#### Provided entries ####

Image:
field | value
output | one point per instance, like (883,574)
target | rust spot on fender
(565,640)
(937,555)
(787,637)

####
#### Provided entries ####

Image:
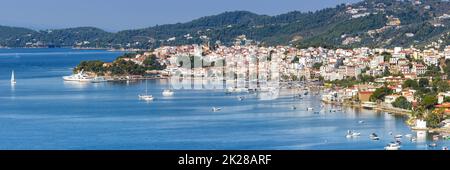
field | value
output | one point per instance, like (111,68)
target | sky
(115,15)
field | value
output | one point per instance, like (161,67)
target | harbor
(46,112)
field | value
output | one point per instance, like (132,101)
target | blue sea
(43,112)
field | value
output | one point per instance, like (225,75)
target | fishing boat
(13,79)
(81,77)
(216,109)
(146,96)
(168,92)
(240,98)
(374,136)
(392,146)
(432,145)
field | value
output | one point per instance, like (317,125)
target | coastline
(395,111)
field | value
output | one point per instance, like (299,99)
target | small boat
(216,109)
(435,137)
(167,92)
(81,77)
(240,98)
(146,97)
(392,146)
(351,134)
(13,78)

####

=== Exercise description ===
List every line in the records above that contains the word "boat".

=== The reply ===
target | fishing boat
target | small boat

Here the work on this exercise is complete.